*** Opening of Source text ***

In a buttered 13 x 9 inch pan layer the sausage, bread, veggies, and cheese. Pour the egg mixture over the cassarole.
Bake at 350 degrees till brown - about 50 minutes. This can be made up to 12 hours ahead of time. Just make sure to refrigerate.
*breakfast, sweet, or hot italian sausage
Apricot Bread
Pudding w/ Caramel
Sauce by Charlotte
Serves 12
1 cup of Grand Marnier of other orange liqueur
1/4 cup water
5 cups whipping cream
6 large eggs
1 cup sugar
1 Tablespoon vanilla
1 Teaspoon grated nutmeg
8 croissants, cubed (about 1 pound)
1 cup dried apricots, diced
Simmer liqueur and water about 5 minutes. cool mixture completely. Whisk liqueur-water mixture, cream, eggs, sugar, vanilla, and nutmeg to blend.
Place croissant pieces in 13x9x2 inch glass baking dish. Add apricots and toss to combine. Pour custard over croissant-apricot mixture, pressing down gently with spatula so that croissant and apricot pieces are evenly covered. Let stand at least 30 minutes or cover and refrigerate overnight.
Preheat oven to 350 degrees. Cover dish with foil. Place dish in large roasting pan. Add enough hot water to come 1 inch up sides of baking dish. Bake 1 hour.
Remove foil and continue baking until bread pudding is golden brown on tip and firm to touch about 30 minutes longer. Carefully remove bread pudding from oven and from water bath; cool slightly. Drizzle bread pudding with Caramel sauce, if desired, and serve warm.
Caramel Sauce
1 1/4 cups packed dark brown sugar
1 stick unsalted butter
1/2 cup whipped cream
Whisk brown sugar and butter in heavy saucepan over medium heat until butter melts. Whisk in cream and stir until suger dissolves and sauce is smooth about 3 minutes.

*** Close of Source text ***
*** Opening of Recorded data ***

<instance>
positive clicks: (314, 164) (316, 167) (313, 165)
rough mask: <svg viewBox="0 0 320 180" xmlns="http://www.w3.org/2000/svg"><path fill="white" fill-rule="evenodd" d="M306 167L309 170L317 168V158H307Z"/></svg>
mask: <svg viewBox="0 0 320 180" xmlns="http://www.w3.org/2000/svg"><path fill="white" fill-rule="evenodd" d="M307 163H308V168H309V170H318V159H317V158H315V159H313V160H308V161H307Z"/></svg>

*** Close of Recorded data ***

» **Task description**:
Reproduce the recipe text word for word from "Preheat oven to" up to and including "and serve warm.". Rely on the recipe text alone.

» **Exercise answer**:
Preheat oven to 350 degrees. Cover dish with foil. Place dish in large roasting pan. Add enough hot water to come 1 inch up sides of baking dish. Bake 1 hour.
Remove foil and continue baking until bread pudding is golden brown on tip and firm to touch about 30 minutes longer. Carefully remove bread pudding from oven and from water bath; cool slightly. Drizzle bread pudding with Caramel sauce, if desired, and serve warm.